◆ TASK GOAL ◆
Update the items starting with the line that contains "Where can you see the woman's ear" and going on through the line that contains "point(529, 565)", changing "clipboard" to "folder" and leaving everything else the same. Return only those lines.

◆ MATERIAL PROVIDED ◆
---+---

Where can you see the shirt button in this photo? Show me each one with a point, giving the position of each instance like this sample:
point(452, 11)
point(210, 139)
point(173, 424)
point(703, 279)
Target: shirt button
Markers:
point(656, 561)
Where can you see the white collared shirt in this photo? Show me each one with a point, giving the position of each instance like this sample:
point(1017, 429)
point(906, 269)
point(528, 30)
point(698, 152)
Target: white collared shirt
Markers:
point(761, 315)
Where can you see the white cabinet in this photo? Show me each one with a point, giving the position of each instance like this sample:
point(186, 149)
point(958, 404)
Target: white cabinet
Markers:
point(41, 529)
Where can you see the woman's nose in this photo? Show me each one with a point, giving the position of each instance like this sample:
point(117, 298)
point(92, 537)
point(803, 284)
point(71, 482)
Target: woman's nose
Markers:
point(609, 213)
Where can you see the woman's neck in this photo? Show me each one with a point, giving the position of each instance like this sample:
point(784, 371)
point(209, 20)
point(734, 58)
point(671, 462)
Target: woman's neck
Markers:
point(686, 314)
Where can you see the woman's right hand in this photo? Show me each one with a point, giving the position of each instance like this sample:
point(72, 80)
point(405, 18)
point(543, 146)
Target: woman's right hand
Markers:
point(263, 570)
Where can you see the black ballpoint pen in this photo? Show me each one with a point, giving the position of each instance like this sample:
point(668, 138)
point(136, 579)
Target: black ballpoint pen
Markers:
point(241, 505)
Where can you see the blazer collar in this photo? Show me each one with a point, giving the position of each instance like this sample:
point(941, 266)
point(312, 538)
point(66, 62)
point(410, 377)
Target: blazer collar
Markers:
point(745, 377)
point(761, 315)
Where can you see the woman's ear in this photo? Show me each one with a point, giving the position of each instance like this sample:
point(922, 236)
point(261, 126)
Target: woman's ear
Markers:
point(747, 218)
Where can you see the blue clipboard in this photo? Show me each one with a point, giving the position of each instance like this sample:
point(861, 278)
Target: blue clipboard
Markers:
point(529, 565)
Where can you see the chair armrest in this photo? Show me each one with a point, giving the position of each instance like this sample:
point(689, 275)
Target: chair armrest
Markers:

---+---

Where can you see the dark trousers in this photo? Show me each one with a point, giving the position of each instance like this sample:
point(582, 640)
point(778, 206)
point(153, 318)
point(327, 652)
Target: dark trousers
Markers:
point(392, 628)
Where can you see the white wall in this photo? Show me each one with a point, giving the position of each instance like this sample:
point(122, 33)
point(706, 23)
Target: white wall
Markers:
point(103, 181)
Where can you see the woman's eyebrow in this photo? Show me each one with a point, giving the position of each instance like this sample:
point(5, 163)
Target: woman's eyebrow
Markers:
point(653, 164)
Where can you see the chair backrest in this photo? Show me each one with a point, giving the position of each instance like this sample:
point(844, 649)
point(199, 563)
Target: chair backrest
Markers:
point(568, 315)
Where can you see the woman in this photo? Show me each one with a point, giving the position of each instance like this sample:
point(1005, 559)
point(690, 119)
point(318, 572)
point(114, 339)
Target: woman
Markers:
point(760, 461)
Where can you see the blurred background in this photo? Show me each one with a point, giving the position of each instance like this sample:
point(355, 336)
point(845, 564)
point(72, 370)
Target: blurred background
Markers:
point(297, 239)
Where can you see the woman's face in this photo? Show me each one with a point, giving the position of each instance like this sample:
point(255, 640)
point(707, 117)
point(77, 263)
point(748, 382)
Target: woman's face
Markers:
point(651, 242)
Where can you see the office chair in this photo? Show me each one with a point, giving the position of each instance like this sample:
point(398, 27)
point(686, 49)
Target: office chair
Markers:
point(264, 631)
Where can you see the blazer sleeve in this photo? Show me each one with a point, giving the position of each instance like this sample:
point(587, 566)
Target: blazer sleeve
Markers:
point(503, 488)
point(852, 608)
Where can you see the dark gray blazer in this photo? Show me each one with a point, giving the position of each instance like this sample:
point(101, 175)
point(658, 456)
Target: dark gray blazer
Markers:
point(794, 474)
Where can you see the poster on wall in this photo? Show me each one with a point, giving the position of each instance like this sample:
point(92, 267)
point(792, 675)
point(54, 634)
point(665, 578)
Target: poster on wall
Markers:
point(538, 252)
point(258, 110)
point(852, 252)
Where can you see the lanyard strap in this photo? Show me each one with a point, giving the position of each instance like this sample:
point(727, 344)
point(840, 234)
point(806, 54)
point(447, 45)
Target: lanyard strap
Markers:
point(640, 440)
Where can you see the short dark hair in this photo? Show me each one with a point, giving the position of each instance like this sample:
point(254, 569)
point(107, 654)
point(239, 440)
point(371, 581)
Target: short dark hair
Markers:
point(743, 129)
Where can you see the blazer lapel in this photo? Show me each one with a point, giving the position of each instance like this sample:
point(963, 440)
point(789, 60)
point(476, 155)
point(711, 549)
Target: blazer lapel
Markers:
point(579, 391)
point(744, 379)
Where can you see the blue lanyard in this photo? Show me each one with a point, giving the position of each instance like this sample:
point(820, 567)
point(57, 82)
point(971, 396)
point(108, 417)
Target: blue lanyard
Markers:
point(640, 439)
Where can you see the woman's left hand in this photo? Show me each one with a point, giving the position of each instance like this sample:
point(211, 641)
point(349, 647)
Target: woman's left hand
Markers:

---+---

◆ OUTPUT ◆
Where can you see the woman's ear in this photo? Show me each one with a point, giving the position of each instance like this sample:
point(922, 236)
point(261, 126)
Target: woman's ear
Markers:
point(747, 218)
Where can you see the blue folder in this photo? Show me each one with a point, giving the position of each instance like this sample:
point(861, 278)
Target: blue folder
Markers:
point(529, 565)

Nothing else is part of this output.